[[ Information shown, beginning ]]

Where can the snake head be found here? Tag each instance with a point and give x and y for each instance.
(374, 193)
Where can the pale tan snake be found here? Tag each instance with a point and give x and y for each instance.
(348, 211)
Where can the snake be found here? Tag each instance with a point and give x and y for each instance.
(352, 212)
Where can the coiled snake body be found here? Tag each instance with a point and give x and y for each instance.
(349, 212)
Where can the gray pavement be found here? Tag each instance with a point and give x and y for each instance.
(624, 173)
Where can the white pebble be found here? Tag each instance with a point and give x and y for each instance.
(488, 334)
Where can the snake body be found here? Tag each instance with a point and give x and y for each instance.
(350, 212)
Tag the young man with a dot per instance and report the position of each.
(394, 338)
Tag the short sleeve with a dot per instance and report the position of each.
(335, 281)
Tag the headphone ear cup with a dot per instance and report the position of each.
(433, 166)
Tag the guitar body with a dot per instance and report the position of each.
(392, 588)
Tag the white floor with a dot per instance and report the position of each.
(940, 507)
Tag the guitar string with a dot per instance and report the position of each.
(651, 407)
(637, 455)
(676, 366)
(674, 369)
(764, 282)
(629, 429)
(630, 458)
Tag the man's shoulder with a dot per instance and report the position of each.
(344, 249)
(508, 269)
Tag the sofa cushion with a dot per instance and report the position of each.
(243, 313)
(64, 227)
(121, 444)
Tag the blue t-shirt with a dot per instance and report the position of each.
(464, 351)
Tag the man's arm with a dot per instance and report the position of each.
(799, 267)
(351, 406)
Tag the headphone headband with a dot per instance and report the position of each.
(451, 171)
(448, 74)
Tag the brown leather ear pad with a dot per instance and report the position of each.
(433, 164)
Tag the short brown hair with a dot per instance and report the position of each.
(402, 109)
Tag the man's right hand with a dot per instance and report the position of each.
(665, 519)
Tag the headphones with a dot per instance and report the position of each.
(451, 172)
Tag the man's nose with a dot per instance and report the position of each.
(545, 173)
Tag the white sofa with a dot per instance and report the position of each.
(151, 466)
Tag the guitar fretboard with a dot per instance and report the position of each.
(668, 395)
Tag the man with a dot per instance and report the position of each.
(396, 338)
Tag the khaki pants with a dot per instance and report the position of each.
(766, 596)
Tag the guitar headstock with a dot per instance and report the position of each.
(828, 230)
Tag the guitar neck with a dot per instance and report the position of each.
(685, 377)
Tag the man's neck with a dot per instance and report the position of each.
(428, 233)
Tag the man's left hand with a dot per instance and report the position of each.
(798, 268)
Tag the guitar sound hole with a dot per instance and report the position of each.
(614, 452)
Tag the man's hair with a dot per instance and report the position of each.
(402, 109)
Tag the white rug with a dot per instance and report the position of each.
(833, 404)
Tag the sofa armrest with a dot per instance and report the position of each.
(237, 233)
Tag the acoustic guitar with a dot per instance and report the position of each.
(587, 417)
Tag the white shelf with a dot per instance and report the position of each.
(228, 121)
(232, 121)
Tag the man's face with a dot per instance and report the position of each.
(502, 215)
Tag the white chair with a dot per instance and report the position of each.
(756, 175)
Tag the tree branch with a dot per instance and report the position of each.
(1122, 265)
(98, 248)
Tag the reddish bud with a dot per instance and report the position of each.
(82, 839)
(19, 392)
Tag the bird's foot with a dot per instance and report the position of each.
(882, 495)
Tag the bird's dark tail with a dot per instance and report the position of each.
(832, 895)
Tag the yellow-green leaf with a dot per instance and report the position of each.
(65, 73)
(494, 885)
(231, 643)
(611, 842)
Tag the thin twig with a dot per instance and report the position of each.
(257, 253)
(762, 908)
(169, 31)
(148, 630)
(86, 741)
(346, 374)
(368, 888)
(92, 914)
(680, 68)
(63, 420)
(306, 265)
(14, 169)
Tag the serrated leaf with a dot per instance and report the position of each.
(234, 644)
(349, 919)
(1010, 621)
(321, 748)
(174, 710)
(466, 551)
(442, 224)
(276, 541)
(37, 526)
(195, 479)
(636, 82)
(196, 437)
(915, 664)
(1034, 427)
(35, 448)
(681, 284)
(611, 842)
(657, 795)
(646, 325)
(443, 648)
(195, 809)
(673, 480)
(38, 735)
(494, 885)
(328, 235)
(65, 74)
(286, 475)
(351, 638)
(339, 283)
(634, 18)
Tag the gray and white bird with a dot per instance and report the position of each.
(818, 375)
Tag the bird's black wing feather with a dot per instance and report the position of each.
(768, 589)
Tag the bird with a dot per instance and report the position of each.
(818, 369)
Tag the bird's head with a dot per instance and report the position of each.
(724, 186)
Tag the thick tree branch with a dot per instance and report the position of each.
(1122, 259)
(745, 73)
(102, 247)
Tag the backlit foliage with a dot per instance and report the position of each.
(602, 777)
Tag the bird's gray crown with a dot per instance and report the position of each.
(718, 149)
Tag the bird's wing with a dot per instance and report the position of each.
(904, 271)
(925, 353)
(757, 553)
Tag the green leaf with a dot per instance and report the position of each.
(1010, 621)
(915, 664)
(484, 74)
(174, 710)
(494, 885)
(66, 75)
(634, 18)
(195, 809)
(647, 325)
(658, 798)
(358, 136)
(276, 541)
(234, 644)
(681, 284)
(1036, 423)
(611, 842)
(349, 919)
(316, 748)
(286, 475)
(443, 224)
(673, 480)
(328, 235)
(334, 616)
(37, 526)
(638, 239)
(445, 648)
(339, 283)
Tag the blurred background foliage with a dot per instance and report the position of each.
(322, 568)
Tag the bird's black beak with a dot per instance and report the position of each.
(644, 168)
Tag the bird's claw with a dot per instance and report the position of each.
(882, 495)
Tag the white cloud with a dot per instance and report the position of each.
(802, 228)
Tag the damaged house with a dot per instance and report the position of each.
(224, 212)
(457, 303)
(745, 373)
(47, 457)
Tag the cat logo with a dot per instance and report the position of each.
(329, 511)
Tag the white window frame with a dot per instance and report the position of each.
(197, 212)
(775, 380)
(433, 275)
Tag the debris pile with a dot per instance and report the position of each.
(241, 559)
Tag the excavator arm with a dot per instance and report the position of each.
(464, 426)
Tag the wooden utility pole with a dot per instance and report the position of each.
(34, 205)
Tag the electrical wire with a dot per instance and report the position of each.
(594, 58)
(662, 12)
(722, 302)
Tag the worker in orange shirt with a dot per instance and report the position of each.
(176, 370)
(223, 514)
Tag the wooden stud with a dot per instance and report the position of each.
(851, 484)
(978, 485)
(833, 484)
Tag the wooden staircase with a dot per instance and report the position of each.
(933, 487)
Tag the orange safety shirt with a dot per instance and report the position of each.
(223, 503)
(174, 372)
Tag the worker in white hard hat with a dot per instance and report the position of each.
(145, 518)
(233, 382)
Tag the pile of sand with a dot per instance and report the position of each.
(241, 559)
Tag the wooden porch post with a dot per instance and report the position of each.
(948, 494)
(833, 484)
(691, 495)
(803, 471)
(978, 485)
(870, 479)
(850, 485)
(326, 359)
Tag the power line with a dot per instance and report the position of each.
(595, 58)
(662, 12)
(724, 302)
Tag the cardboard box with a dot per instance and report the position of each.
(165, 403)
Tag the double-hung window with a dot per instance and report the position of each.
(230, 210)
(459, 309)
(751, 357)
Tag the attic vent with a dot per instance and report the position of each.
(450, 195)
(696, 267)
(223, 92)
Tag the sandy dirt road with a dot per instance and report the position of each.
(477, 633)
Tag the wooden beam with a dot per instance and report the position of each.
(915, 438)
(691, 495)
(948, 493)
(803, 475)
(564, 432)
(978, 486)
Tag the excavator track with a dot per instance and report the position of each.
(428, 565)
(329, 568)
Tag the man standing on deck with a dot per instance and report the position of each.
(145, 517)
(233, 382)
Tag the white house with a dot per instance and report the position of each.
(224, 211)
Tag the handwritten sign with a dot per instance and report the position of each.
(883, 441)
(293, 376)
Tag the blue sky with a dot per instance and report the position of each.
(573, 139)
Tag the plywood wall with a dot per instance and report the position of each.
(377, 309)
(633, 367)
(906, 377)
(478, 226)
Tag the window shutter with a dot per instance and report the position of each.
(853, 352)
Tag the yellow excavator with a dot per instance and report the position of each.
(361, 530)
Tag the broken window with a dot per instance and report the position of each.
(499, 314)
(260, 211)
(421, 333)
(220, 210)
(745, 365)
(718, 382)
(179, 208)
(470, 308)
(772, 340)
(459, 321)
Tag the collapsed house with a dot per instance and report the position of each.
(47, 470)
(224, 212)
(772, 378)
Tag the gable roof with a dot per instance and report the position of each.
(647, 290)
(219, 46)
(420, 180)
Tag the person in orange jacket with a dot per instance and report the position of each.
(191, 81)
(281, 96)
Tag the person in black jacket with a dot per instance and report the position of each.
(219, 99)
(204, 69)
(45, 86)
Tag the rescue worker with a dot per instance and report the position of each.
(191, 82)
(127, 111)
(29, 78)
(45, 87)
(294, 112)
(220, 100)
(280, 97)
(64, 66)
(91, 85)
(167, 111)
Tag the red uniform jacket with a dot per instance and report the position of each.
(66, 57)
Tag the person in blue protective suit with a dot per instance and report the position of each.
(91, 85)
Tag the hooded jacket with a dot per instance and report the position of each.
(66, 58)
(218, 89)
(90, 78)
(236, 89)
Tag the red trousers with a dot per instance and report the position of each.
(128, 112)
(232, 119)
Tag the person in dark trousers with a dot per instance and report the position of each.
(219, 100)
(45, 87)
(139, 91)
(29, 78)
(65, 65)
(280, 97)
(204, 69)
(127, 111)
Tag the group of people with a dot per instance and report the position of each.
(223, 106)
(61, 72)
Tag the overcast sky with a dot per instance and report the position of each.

[[ Information shown, end ]]

## What you are asked to do
From the line that contains "Tag the person in black" to the last line of the data, write out each line exactly and add nothing.

## Output of the task
Tag the person in black jacket with a dot per instance and report the position of each.
(219, 99)
(204, 69)
(45, 86)
Tag the rescue worker with a dot per instance and report the position of each.
(191, 82)
(127, 111)
(29, 78)
(45, 87)
(294, 112)
(220, 100)
(280, 97)
(64, 66)
(91, 85)
(167, 111)
Tag the red uniform jacket with a dot per instance and report the position of each.
(66, 57)
Tag the person in blue protective suit with a dot per instance and report the position of each.
(91, 85)
Tag the hooded jacket with a dot per instance and report the position of each.
(66, 58)
(218, 89)
(90, 78)
(236, 89)
Tag the red trousers with a dot per instance and report the position of each.
(128, 112)
(232, 119)
Tag the person in dark trousers with a dot per instance and report the position of each.
(219, 100)
(45, 87)
(139, 91)
(29, 78)
(65, 65)
(280, 97)
(204, 69)
(127, 111)
Tag the group of people with a dot per instance and report the position of each.
(223, 106)
(61, 72)
Tag the overcast sky with a dot per instance and report the position of each.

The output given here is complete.